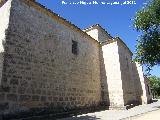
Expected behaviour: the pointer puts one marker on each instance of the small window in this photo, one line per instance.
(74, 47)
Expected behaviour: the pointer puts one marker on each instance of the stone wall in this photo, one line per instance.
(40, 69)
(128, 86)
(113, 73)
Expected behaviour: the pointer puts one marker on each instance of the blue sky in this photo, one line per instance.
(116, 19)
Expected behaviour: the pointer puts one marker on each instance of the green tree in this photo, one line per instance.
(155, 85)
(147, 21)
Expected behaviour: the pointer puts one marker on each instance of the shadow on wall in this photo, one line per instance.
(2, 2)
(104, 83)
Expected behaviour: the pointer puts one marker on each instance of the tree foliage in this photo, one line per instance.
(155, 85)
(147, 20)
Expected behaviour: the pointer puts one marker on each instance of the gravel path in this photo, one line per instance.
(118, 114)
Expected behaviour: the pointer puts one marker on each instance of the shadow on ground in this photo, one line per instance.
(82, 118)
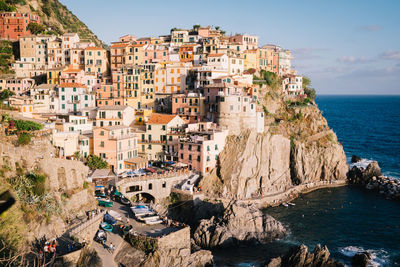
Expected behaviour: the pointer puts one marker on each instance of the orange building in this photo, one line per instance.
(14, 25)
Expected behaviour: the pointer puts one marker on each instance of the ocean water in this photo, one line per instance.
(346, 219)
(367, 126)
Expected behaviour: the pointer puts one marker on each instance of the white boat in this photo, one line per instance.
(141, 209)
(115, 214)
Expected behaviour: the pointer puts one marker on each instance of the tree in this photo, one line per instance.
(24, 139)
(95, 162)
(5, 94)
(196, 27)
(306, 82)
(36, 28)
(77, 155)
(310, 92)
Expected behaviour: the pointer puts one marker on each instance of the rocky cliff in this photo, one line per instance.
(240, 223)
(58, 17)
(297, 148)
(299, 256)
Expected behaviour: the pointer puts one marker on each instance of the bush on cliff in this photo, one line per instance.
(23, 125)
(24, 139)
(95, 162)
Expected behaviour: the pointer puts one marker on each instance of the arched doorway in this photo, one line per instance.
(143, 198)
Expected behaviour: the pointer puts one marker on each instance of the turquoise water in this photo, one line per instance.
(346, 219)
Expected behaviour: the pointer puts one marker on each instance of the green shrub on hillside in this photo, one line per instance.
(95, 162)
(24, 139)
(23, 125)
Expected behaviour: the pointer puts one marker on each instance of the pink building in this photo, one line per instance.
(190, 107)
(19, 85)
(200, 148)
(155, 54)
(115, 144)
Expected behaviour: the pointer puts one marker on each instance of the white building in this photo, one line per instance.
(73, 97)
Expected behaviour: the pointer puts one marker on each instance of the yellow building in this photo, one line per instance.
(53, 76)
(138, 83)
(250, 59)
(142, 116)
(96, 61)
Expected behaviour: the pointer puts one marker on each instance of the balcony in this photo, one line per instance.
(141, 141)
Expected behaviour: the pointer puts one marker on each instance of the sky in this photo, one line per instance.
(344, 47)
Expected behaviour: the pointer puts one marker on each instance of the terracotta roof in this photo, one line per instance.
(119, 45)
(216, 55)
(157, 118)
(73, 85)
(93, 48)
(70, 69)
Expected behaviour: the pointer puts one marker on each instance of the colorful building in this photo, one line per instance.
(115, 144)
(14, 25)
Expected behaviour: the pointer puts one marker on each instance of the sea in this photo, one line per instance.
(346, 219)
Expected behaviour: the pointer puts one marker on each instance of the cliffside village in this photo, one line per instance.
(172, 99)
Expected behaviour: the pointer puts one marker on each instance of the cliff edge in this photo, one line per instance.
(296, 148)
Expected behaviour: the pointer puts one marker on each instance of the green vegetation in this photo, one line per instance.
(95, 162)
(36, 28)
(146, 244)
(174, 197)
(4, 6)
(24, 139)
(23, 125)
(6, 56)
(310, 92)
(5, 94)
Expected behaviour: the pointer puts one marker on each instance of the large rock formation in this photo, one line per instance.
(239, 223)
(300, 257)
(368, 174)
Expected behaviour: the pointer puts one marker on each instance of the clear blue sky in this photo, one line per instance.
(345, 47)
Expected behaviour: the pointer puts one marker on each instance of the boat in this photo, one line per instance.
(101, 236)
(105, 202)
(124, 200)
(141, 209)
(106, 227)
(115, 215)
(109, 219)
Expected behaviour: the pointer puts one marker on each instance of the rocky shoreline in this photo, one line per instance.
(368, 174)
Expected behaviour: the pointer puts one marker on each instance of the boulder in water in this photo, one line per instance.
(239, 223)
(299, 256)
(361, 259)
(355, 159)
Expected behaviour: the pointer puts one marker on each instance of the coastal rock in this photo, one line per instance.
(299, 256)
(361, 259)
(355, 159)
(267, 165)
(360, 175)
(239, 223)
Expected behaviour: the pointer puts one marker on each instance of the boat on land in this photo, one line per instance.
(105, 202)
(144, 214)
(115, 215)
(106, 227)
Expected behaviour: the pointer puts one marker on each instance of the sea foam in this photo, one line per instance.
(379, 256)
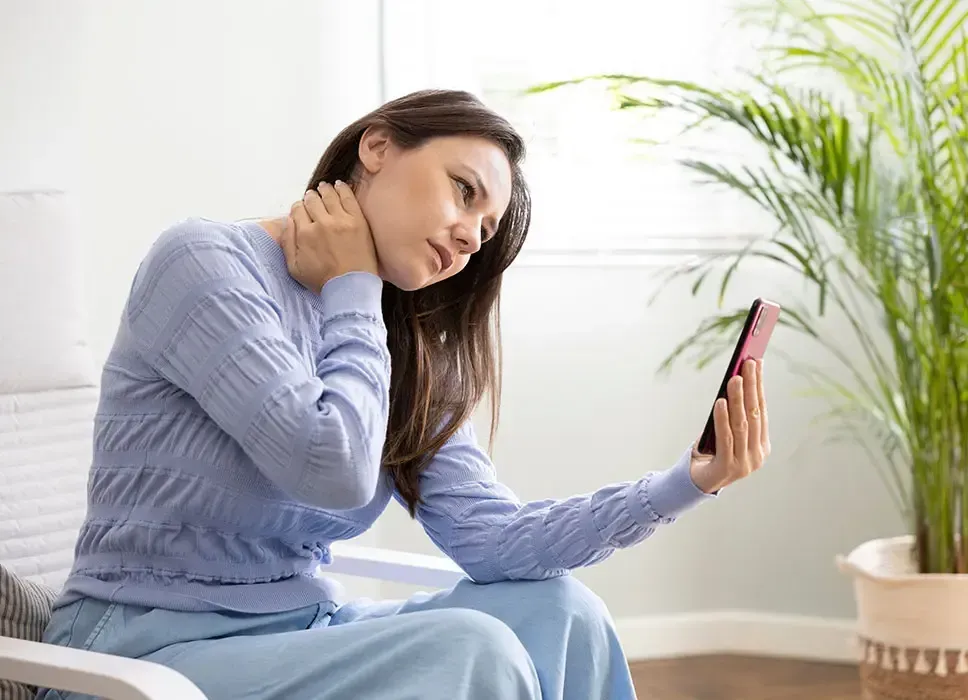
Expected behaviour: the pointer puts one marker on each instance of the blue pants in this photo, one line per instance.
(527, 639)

◆ TASK DETAILS: Take the records above and transcribe them exactly, dropping every picture.

◆ SOLUTION:
Expected behaviour: the pointer puts one marker on each instance of the small window in this photo, one line per instance.
(74, 47)
Expected behaviour: the pointer puts one marker on each instance of the stone wall in this photo, one line per instance.
(40, 69)
(128, 86)
(113, 73)
Expected behaviour: the pointer puts one marker on each instance of the blue sky in this photo, one line per instance.
(116, 19)
Expected behaviour: the pointer puts one marker on each instance of the green tree in this photo, one line per instance.
(155, 85)
(147, 21)
Expected behaviour: the pointer puts one marker on each instance of the shadow on wall in this photo, one line per instance.
(2, 2)
(104, 83)
Expected behaviour: the pointer puts one marker on each instance of the tree foliage in this photo, one line per instance.
(155, 85)
(147, 20)
Expected behaviour: the pointer puts one marker on each instance of the gravel path in this photo, one line per instance.
(118, 114)
Expected behaviour: the pointer puts one marker on each instance of the shadow on ground in this photo, one line per instance.
(82, 118)
Expected behaviour: the pointer puts one marker on each instance of the orange building in this photo, one line per instance.
(14, 25)
Expected behaviour: the pointer puts one marker on each instance of the ocean water in this photo, one line per instance.
(346, 219)
(367, 126)
Expected behaviour: the pointer puts one marker on each instance of the white boat in this photo, one line per instance.
(141, 209)
(115, 214)
Expected behaviour: the pointer puts one marker on each instance of the tree in this photo, one line per instance.
(24, 139)
(95, 162)
(5, 94)
(196, 27)
(306, 82)
(36, 28)
(77, 155)
(310, 92)
Expected behaviour: the pointer puts one marker on each instance of the rocky cliff in this photo, one line per instance.
(240, 223)
(58, 17)
(297, 148)
(299, 256)
Expected behaviour: the pointer puts one marker on each instance of the bush on cliff in this photo, one line per instance.
(23, 125)
(24, 139)
(95, 162)
Expected behaviour: the pointer puts one marker on each instance of the arched doorway in this photo, one line per instance.
(143, 198)
Expected behaviour: the pointer puts one marker on each instance of the turquoise water in this photo, one line per instance.
(346, 219)
Expected behaviour: the pointer puts one marker on each instance of the green shrub on hillside in this photo, one line per instance.
(95, 162)
(24, 139)
(23, 125)
Expected behaviour: the pointer puts one marker on each instance of the pink building in this photo, one line per instance.
(190, 107)
(19, 85)
(200, 148)
(155, 54)
(115, 144)
Expected behaviour: the pointer puts one marker on each instance of the white building in this photo, one line per instance.
(73, 97)
Expected behaviour: the pointer puts one marker on each instance of the yellow building in this photo, one line per instance.
(53, 76)
(138, 83)
(250, 59)
(142, 116)
(96, 61)
Expected behaviour: the pointer puts one marker on each instance of the balcony in this photo, one line per instance.
(141, 141)
Expected behaviour: the pointer puts one marker on each instance of the sky in this photo, one line per instance.
(344, 47)
Expected behaviour: the pointer puts one marker on each instance of the terracotta roof in this photo, one line per instance.
(119, 45)
(216, 55)
(157, 118)
(73, 85)
(93, 48)
(70, 69)
Expected behaviour: the pointer puts one marker on each instance of the colorful building in this photo, one line per instance.
(115, 144)
(14, 25)
Expected behaviour: the pointer puts one marker on each instance of the sea in this photo, one line per instance.
(346, 219)
Expected behaviour: the pointer puts one marker on each instance of the cliffside village in this photo, one line per instance.
(172, 99)
Expected behaviour: the pointer puts one marker on each instance of the cliff edge in this photo, one line per instance.
(296, 148)
Expected behaviour: the pointer puts one marker on each instance of the green vegetation in this photo, one line per instance.
(95, 162)
(36, 28)
(146, 244)
(174, 197)
(4, 6)
(24, 139)
(23, 125)
(6, 56)
(310, 92)
(5, 94)
Expected behaviour: the pointer puts one marker on each instance of the large rock formation in this photo, one line per instance.
(239, 223)
(300, 257)
(368, 174)
Expected behaviour: the pointer puts one marker on each instance of the clear blue sky in this photo, one line per instance.
(345, 47)
Expected behaviour: the pointer puts one marker on each instance of the boat in this photo, one line per instance.
(101, 236)
(105, 202)
(124, 200)
(141, 209)
(106, 227)
(115, 215)
(109, 219)
Expected behaviour: the pointer puts one marker on each instance of the rocky shoreline in this photo, one line per instance.
(368, 174)
Expected behaviour: the pointer puts one marker on each instance of the boulder in water in this photo, one line per instance.
(239, 223)
(299, 256)
(361, 259)
(355, 159)
Expected behaviour: the pointer puts one marker on each instance of the coastal rock in this photo, one line per instance.
(299, 256)
(361, 259)
(355, 159)
(267, 165)
(360, 175)
(239, 223)
Expected behaviour: the pointer puts one marker on each instance of the boat on land in this photo, one line per instance.
(105, 202)
(144, 214)
(115, 215)
(106, 227)
Expected behaviour: the pointer puts one marker on each instance of the sea foam in this photo, one line per instance.
(379, 256)
Expected behaviour: the pointer puts one marker on each instance of the blue pants in this photo, one line per instance.
(527, 639)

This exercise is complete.